Exercise requirements: Copy the records from the line containing "of the grey" down through the line containing "pixel 410 325", changing "metal" to "steel" and leaving everything else unchanged.

# Start of Data excerpts

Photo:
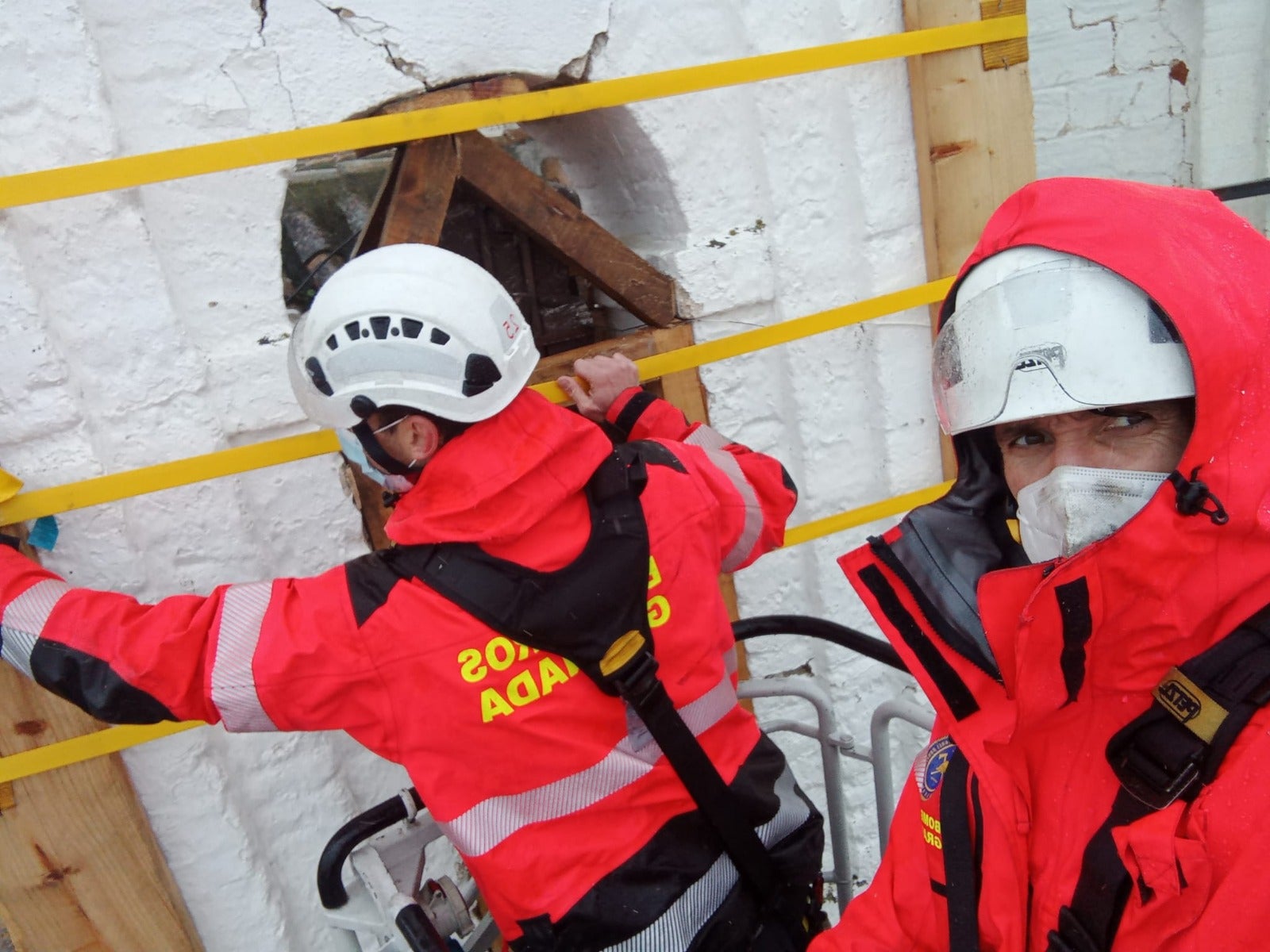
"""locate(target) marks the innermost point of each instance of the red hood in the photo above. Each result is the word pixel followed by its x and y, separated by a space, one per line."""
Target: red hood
pixel 1210 271
pixel 502 476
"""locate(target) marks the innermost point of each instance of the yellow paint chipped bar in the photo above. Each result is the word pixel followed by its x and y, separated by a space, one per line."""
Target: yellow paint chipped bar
pixel 114 739
pixel 129 171
pixel 229 463
pixel 86 748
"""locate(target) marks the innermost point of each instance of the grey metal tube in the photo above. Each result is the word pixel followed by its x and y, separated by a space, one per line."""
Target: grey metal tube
pixel 831 744
pixel 879 739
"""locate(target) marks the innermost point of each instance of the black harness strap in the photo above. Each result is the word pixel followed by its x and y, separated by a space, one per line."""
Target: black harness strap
pixel 960 866
pixel 1168 753
pixel 595 613
pixel 1073 608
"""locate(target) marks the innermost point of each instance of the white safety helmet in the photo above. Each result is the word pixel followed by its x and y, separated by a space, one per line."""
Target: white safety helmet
pixel 1035 333
pixel 410 325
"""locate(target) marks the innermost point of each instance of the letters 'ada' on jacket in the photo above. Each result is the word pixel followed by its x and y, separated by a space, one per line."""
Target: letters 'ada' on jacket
pixel 554 799
pixel 1075 653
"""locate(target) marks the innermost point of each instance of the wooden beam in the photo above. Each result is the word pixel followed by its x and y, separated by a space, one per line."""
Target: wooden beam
pixel 491 88
pixel 565 230
pixel 79 863
pixel 421 192
pixel 973 133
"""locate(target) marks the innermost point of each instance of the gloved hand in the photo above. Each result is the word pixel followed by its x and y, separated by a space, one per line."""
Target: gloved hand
pixel 597 384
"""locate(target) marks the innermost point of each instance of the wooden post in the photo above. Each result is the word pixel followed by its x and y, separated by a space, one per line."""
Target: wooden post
pixel 973 132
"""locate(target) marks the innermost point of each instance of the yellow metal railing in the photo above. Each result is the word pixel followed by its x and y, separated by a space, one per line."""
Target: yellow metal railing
pixel 127 171
pixel 51 184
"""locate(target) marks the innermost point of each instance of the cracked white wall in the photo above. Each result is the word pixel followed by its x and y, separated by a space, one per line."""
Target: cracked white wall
pixel 145 325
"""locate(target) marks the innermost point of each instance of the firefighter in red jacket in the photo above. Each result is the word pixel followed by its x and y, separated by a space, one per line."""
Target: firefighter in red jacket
pixel 1083 608
pixel 575 828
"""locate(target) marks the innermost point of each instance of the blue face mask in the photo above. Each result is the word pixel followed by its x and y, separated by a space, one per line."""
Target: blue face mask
pixel 352 448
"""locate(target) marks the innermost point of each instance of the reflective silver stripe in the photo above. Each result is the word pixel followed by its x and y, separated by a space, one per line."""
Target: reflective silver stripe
pixel 491 822
pixel 679 924
pixel 25 620
pixel 753 512
pixel 233 683
pixel 706 438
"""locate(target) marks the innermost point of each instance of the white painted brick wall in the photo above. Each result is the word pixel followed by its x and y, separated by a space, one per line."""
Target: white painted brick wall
pixel 146 325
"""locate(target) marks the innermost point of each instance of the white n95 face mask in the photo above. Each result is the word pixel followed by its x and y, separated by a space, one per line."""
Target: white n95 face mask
pixel 1075 505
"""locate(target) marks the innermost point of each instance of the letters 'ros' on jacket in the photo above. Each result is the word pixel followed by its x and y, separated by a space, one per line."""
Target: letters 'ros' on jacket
pixel 539 778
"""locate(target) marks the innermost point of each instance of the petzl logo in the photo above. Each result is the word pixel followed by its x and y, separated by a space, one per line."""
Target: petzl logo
pixel 1175 696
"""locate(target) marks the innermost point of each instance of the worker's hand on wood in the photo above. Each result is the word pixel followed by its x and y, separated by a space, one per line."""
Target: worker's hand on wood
pixel 597 382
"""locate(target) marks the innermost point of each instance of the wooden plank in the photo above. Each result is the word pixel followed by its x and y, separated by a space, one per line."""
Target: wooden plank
pixel 79 865
pixel 565 230
pixel 638 346
pixel 491 88
pixel 1007 52
pixel 421 192
pixel 973 133
pixel 465 93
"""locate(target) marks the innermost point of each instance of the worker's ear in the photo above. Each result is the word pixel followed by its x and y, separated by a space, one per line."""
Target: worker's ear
pixel 423 438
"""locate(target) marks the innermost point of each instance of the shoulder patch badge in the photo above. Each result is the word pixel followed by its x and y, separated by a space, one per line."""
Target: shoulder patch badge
pixel 930 766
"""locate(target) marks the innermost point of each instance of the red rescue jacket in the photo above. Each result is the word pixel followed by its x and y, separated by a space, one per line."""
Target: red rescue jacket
pixel 540 780
pixel 1033 668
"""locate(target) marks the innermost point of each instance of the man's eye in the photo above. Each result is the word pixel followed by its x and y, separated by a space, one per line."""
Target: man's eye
pixel 1026 440
pixel 1128 419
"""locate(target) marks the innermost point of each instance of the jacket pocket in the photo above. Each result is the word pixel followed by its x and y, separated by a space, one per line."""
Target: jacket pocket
pixel 1172 877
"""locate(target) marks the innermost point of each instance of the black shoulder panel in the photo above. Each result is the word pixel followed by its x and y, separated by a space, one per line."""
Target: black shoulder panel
pixel 653 454
pixel 370 581
pixel 90 683
pixel 630 414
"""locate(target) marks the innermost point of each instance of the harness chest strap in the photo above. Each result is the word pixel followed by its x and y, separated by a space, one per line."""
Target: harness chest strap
pixel 595 613
pixel 1168 753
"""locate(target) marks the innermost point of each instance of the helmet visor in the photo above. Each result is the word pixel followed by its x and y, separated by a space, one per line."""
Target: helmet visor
pixel 1054 340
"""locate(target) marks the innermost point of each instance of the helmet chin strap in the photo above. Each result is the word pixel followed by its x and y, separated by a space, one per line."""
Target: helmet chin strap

# End of Data excerpts

Response to this exercise:
"""locate(target) marks the innermost point of each instance of the grey steel tube in the photo above. Each result is the word pixel followed by its x and y, separated by a space, one per line."""
Target: grey steel tube
pixel 831 744
pixel 879 739
"""locate(target) marks the innermost point of each instance of the black harness strap in the photo above. Each result is the word pixel followed by its x and y, separated by a space, one per line."""
Target: black harness strap
pixel 960 866
pixel 1168 753
pixel 595 613
pixel 1073 608
"""locate(target) marks the innermost point of each instance of the white safety helmet in the photo above. Each result is the word pixel followed by its x and y, separated by a space, one per line."""
Target: white safety helmet
pixel 1035 333
pixel 410 325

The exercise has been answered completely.